### [PROBLEM DESCRIPTION]
Return all of the material, keeping each line exactly as it is.

### [DATA FOR PROCESSING]
::::

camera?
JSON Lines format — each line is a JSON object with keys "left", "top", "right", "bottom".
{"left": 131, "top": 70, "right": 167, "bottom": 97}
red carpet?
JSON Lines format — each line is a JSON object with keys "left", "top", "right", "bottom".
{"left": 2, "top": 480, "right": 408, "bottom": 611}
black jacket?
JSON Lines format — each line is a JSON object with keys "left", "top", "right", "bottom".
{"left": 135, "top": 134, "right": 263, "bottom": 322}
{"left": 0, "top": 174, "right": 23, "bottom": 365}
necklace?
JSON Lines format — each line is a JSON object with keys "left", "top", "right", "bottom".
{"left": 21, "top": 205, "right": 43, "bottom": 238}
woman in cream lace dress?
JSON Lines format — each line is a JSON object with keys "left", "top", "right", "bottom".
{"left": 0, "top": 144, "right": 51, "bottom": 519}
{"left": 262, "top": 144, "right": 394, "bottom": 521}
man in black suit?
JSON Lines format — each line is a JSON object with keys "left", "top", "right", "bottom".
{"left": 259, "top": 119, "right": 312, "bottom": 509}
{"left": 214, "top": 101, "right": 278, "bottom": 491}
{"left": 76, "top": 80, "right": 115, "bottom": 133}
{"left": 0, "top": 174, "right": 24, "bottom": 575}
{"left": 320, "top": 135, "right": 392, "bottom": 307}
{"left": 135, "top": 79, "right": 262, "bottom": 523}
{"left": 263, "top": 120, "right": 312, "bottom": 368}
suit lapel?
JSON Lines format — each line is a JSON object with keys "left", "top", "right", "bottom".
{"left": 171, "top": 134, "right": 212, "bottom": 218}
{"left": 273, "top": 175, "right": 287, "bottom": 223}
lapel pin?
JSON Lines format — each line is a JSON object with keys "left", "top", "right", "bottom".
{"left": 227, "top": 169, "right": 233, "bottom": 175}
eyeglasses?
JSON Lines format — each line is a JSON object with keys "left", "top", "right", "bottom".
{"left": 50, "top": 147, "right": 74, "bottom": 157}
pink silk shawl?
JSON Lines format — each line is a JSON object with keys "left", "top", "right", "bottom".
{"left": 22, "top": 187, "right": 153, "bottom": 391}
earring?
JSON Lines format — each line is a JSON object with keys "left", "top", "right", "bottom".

::::

### [WRITTEN RESPONSE]
camera?
JSON Lines format — each line is a JSON object with keys "left", "top", "right", "bottom".
{"left": 131, "top": 70, "right": 167, "bottom": 97}
red carpet?
JSON Lines format — each line is a JSON object with keys "left", "top", "right", "bottom".
{"left": 2, "top": 480, "right": 408, "bottom": 611}
black jacket?
JSON Lines format — each line is a JSON object with keys "left", "top", "right", "bottom".
{"left": 135, "top": 134, "right": 263, "bottom": 322}
{"left": 0, "top": 174, "right": 23, "bottom": 365}
necklace?
JSON Lines format — each line is a JSON object with keys "left", "top", "right", "bottom".
{"left": 21, "top": 205, "right": 43, "bottom": 238}
woman in cream lace dress?
JSON Lines format — each line is a JSON object with keys "left", "top", "right", "bottom".
{"left": 0, "top": 144, "right": 51, "bottom": 519}
{"left": 262, "top": 144, "right": 394, "bottom": 521}
man in black suit?
JSON Lines format — each line is a JSON object with keys "left", "top", "right", "bottom".
{"left": 259, "top": 119, "right": 312, "bottom": 509}
{"left": 214, "top": 101, "right": 278, "bottom": 491}
{"left": 76, "top": 80, "right": 115, "bottom": 133}
{"left": 0, "top": 174, "right": 24, "bottom": 575}
{"left": 320, "top": 135, "right": 392, "bottom": 307}
{"left": 135, "top": 79, "right": 262, "bottom": 523}
{"left": 263, "top": 120, "right": 312, "bottom": 368}
suit lapel?
JSON Lines format — each line is a JSON object with keys "left", "top", "right", "bottom".
{"left": 171, "top": 134, "right": 212, "bottom": 218}
{"left": 273, "top": 175, "right": 287, "bottom": 223}
lapel pin?
JSON Lines format — each line is a JSON object with keys "left", "top", "right", "bottom".
{"left": 227, "top": 169, "right": 233, "bottom": 175}
eyeglasses?
JSON Lines format — each line is a JSON object with keys "left", "top", "right", "bottom".
{"left": 50, "top": 147, "right": 74, "bottom": 157}
pink silk shawl?
JSON Lines format — each line is a JSON object with keys "left", "top", "right", "bottom".
{"left": 22, "top": 187, "right": 153, "bottom": 391}
earring?
JSON Lines format — each line is a JSON object with keys "left", "top", "right", "bottom".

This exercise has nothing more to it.